**What you are asked to do**: Write out the whole of the material exactly.

**Entries shown**:
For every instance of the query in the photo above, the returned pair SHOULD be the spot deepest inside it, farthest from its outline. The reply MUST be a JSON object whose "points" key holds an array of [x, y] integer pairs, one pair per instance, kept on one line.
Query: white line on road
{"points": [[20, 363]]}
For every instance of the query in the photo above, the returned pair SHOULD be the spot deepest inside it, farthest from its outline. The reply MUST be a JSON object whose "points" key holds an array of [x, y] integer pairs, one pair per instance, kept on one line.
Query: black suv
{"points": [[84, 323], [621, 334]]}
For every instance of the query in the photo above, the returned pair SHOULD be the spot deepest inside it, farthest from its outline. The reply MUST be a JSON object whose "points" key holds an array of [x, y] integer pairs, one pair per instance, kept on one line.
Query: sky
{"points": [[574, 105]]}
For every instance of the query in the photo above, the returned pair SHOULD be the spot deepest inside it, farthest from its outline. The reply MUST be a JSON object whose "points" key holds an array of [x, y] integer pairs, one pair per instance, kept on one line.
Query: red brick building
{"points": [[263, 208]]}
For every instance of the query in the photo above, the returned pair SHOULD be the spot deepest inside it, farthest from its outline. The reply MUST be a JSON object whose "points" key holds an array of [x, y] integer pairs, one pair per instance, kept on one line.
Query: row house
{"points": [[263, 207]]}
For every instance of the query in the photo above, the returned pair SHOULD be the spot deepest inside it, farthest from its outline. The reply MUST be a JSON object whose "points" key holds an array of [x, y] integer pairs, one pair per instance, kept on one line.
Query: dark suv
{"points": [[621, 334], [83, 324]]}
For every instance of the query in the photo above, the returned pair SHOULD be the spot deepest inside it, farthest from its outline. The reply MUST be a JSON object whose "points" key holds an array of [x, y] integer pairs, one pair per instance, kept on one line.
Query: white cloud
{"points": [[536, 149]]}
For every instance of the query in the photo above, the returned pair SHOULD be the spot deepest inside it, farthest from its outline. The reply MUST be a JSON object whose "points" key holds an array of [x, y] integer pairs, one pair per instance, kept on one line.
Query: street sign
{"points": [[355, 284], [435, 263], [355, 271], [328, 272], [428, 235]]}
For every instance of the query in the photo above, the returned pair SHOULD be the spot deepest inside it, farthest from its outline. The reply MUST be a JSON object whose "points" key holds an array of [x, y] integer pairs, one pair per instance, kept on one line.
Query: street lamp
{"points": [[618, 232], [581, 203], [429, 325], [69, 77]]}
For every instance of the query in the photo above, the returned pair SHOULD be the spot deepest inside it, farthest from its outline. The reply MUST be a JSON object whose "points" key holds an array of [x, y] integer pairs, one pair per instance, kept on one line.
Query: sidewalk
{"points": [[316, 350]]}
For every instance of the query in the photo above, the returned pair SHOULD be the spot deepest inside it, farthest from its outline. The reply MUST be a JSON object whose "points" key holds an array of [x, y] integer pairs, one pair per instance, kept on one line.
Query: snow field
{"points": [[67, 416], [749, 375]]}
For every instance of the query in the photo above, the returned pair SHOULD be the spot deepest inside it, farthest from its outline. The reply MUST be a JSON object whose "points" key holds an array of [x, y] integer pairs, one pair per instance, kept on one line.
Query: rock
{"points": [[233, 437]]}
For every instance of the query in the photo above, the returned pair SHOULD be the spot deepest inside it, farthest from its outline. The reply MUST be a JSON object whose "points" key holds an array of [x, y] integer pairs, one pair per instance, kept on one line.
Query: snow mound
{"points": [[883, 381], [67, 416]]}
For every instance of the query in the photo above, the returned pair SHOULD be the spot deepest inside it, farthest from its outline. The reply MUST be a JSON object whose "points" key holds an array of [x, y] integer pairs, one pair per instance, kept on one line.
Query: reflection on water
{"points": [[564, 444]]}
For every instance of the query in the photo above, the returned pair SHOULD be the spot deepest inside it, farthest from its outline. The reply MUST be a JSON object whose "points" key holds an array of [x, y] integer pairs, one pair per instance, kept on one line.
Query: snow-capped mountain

**Response to this exercise**:
For every instance of the query in the photo above, the returned pair SHOULD be the spot deepest inside it, farthest from its outline. The reply MUST be a JSON object whose "points" key holds an array of [x, y] integer pairs, one pair per instance, kept on one line.
Query: white line on road
{"points": [[20, 363]]}
For every instance of the query in the photo above, the returned pair SHOULD be the spot deepest inside it, farthest from its outline. The reply MUST be a JSON object whose "points" key holds an array of [x, y] integer pairs, one pair per instance, kept on one line.
Query: black suv
{"points": [[84, 323], [621, 334]]}
For every instance of the query in the photo above, the returned pair SHOULD be the spot deepest inside it, farthest from its outline. The reply MUST be a JSON object whose "points" key holds an array of [x, y] integer pairs, one pair per instance, kept on one line.
Query: sky
{"points": [[574, 105]]}
For every instance of the query in the photo above, the returned pair SHOULD be the spot deepest inside it, farthest from its outline. The reply MUST be a JSON object whose "points" key holds an array of [x, y] integer pairs, one pair per instance, kept on one line.
Query: red brick building
{"points": [[263, 208]]}
For every instance of the query in the photo above, the returned pair SHOULD be the spot deepest inside it, farthest from its outline. The reply MUST be a JSON object whose "points" key holds an array of [x, y] integer pairs, one pair per instance, kept on one line.
Query: row house
{"points": [[263, 207]]}
For every instance of the query in the photo above, the returned pair SHOULD be the spot deepest inside it, farthest from its outline. The reply MUST be a JSON object whose "points" key holds an array of [x, y] integer pairs, one pair per instance, kept on one line.
Query: dark suv
{"points": [[621, 334], [83, 324]]}
For every instance of the query in the photo above, the returned pair SHOULD be the spot deepest inside it, farthest from its outline. The reply MUST be a JSON object whose "points" key holds an array of [x, y] integer pairs, one pair per instance, kept on one line.
Query: white cloud
{"points": [[536, 149]]}
For every instance of the query in the photo above, the returned pair SHOULD be the spot deepest inside it, farthest from its outline. The reply MUST be a JSON object whose "points" key holds an array of [x, y] integer pairs, one pair per instance, kept on one line.
Query: street sign
{"points": [[355, 284], [435, 263], [355, 271], [328, 272], [428, 235]]}
For every instance of the query in the photo above, the returned pair SHOULD be the spot deepest inside it, farthest from its outline. The reply MUST be a JSON object whose "points" key holds an array of [x, y] integer pairs, one pair per instance, kept on one line.
Query: street lamp
{"points": [[618, 232], [581, 203], [429, 325], [69, 77]]}
For every instance of the query in the photo above, the returned pair SHOULD be the spot deepest inside it, farthest from its outline. The reply MUST be a JSON object whose "points" key holds an array of [x, y] integer pairs, one pair per instance, kept on one line.
Query: sidewalk
{"points": [[316, 350]]}
For every instance of the query in the photo above, the returned pair SHOULD be the spot deepest inside it, farthest from its outline. The reply MUST be a JSON object whose "points" key holds an array of [x, y] integer pairs, one pair per instance, kept on one line.
Query: snow field
{"points": [[67, 416], [749, 375]]}
For every instance of the query in the photo above, the returned pair SHOULD be the spot deepest inside it, farthest from its outline. The reply MUST be a JSON object whose "points" key holds an array of [x, y] integer pairs, one pair per instance, kept on one line.
Query: rock
{"points": [[233, 437]]}
For every instance of the query in the photo above, the returned pair SHOULD be the spot deepest inside it, farthest from its outline. The reply MUST be a JSON object whose "points" key holds an array of [x, y] integer pairs, one pair per instance, kept on one line.
Query: snow mound
{"points": [[883, 381], [67, 416]]}
For every instance of the query in the photo above, the returned pair SHOULD be the spot deepest inside it, farthest from its outline. The reply MUST be a JSON object whose "points" key holds an array of [x, y] integer pairs, one pair per instance, kept on one line.
Query: reflection on water
{"points": [[564, 444]]}
For every instance of the query in the photo above, the returned pair SHOULD be the spot deepest inside it, farthest from its outline. The reply MUST be a JSON object whose "points" key holds an array of [x, y] integer pairs, one pair per instance, kept on one line.
Query: snow-capped mountain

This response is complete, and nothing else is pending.